(What is required): Rewrite the entries starting at the very beginning and ending at the line containing "(16, 0), (132, 140)", replacing "endpoint" with "service" and keeping everything else unchanged, but omit the pictures.

__________

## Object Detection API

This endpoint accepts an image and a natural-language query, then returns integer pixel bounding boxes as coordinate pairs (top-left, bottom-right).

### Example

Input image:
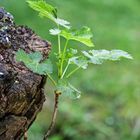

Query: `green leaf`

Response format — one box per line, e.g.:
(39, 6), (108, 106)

(27, 0), (57, 21)
(27, 0), (70, 29)
(68, 56), (88, 69)
(55, 18), (70, 29)
(82, 50), (132, 64)
(16, 49), (53, 75)
(56, 80), (81, 99)
(60, 27), (94, 47)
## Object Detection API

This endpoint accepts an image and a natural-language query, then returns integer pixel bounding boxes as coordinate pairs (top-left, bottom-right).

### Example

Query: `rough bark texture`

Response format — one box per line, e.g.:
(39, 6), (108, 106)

(0, 8), (50, 140)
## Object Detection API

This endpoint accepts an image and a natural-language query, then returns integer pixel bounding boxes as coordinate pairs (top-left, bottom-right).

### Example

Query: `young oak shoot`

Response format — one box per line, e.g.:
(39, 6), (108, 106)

(16, 0), (132, 140)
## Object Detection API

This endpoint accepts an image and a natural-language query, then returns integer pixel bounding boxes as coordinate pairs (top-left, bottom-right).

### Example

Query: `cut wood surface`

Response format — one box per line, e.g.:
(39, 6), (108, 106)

(0, 8), (50, 140)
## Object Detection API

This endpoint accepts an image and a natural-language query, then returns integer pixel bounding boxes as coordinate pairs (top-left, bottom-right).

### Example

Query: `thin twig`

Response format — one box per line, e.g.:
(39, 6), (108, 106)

(43, 91), (61, 140)
(24, 128), (28, 140)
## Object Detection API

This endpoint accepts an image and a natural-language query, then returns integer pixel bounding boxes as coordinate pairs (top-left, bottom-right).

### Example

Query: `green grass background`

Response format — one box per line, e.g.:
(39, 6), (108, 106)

(0, 0), (140, 140)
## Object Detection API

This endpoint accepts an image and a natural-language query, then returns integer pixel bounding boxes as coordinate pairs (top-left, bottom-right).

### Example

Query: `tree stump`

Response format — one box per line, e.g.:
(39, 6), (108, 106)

(0, 8), (50, 140)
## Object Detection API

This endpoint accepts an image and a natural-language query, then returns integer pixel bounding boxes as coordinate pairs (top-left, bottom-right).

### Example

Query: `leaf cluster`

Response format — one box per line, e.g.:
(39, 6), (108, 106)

(16, 0), (132, 98)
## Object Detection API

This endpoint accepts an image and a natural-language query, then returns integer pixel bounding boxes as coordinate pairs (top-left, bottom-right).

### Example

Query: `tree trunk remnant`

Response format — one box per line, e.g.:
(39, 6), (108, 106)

(0, 8), (51, 140)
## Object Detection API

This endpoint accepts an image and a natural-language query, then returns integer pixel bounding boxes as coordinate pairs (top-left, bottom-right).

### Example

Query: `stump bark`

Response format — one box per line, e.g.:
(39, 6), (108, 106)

(0, 8), (50, 140)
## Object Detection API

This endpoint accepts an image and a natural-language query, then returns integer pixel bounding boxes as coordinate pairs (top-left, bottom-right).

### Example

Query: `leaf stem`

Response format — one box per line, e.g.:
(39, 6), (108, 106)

(57, 25), (61, 55)
(61, 63), (69, 79)
(60, 39), (69, 77)
(43, 91), (61, 140)
(47, 74), (57, 86)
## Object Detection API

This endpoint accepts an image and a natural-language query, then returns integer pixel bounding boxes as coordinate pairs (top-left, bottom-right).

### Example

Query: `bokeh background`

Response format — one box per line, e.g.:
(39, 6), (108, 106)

(0, 0), (140, 140)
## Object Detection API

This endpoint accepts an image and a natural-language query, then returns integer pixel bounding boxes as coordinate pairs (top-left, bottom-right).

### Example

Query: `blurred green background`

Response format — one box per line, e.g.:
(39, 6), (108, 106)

(0, 0), (140, 140)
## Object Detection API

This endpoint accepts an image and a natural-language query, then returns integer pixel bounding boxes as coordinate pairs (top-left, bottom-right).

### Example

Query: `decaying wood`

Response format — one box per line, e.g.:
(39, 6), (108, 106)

(0, 8), (50, 140)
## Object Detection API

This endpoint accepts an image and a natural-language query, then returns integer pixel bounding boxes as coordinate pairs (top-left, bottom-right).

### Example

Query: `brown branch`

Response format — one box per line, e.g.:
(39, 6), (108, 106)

(43, 91), (61, 140)
(24, 128), (28, 140)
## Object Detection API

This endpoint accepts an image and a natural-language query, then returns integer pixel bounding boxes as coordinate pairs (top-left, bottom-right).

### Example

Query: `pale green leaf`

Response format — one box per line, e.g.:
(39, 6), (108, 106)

(56, 80), (81, 99)
(27, 0), (57, 21)
(16, 50), (52, 75)
(27, 0), (70, 29)
(60, 27), (94, 47)
(55, 18), (70, 29)
(68, 56), (88, 69)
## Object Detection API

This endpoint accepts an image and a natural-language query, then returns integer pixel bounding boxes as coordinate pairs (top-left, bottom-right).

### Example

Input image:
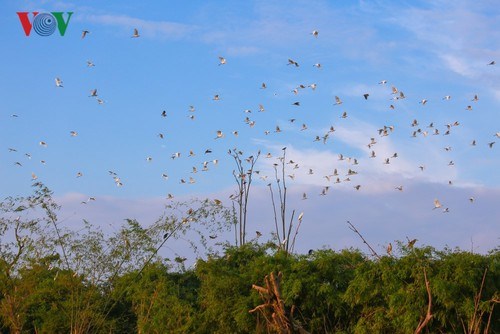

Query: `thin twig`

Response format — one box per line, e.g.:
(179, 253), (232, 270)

(347, 221), (380, 260)
(415, 268), (432, 334)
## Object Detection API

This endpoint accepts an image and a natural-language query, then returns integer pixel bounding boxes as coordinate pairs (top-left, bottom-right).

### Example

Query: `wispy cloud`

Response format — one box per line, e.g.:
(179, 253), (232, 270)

(81, 14), (197, 39)
(389, 1), (500, 96)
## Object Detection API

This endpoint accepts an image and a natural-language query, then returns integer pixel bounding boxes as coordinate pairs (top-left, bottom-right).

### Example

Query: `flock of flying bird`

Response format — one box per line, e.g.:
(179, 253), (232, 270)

(5, 29), (500, 253)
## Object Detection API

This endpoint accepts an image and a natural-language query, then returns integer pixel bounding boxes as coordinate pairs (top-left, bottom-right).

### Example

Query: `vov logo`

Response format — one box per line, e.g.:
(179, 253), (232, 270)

(17, 12), (73, 36)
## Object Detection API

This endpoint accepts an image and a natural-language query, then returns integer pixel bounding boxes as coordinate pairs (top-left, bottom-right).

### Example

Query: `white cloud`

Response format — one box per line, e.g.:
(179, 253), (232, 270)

(81, 14), (196, 39)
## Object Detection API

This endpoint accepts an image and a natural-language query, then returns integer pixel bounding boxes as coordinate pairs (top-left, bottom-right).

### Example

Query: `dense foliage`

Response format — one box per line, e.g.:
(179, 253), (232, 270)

(0, 184), (500, 333)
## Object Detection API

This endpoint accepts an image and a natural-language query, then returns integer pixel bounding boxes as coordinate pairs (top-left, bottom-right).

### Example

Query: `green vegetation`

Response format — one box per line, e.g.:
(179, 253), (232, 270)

(0, 183), (500, 334)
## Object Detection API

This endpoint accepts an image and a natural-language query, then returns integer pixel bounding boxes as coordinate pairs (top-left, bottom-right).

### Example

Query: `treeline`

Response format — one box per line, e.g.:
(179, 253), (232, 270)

(0, 184), (500, 334)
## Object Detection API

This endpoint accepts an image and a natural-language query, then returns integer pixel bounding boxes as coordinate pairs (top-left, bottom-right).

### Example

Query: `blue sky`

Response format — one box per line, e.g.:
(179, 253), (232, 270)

(0, 1), (500, 258)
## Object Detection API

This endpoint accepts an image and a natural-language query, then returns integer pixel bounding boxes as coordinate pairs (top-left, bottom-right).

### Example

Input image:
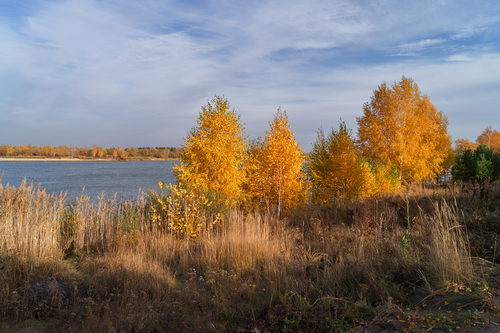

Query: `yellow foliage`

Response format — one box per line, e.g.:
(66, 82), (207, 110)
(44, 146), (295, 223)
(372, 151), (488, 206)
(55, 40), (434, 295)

(173, 96), (246, 207)
(476, 126), (500, 151)
(309, 122), (368, 204)
(151, 182), (215, 239)
(357, 76), (451, 183)
(244, 109), (307, 215)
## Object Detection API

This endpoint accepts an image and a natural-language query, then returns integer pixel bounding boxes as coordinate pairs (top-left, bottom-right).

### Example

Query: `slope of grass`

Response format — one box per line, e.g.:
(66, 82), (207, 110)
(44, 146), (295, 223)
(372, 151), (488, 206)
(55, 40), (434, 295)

(0, 183), (500, 332)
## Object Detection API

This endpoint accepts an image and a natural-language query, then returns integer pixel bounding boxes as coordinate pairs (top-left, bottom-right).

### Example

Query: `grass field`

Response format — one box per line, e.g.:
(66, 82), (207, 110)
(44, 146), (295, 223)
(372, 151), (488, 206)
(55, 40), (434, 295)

(0, 183), (500, 333)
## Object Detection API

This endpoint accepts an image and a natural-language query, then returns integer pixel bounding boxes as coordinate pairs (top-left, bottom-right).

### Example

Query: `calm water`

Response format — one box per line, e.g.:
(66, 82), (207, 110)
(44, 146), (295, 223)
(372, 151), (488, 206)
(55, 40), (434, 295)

(0, 161), (176, 202)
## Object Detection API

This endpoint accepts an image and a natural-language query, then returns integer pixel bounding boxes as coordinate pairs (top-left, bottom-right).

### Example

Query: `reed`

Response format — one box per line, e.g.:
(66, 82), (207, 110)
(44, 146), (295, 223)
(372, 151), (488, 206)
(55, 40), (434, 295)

(0, 180), (65, 259)
(0, 183), (500, 332)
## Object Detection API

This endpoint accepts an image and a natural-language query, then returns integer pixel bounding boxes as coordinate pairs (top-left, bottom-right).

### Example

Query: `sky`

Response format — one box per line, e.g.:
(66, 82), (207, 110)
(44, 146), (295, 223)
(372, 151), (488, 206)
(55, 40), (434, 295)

(0, 0), (500, 151)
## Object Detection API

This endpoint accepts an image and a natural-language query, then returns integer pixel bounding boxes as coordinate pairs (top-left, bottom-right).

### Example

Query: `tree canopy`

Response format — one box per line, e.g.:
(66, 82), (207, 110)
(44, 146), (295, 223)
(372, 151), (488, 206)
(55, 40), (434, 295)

__________

(Complete answer):
## Object Detection API

This service accepts an image and a natural-language query, then returns integer pixel bounding boxes as coordinate pairs (top-left, bottom-right).

### Example

Input image:

Query: `green leaf`

Response format — one box per line, e.g.:
(39, 6), (108, 106)

(27, 0), (57, 21)
(27, 0), (70, 29)
(68, 56), (88, 69)
(55, 18), (70, 29)
(82, 50), (132, 64)
(16, 49), (53, 75)
(56, 80), (81, 99)
(60, 27), (94, 47)
## Object Detection API

This service accepts an image and a natural-language query, then returns integer pixel bounding boxes as coordinate pairs (top-left, bottom-right).

### Example

Query: `rough bark texture`

Response format — one box per line, e.g.:
(39, 6), (108, 106)

(0, 8), (50, 140)
## Object Detection API

This service accepts an image and a natural-language query, then returns integer pixel bounding boxes as coordinate pairs (top-left, bottom-right).

### Example

Query: `young oak shoot`

Response format — one box per line, e.g.:
(39, 6), (108, 106)

(16, 0), (132, 140)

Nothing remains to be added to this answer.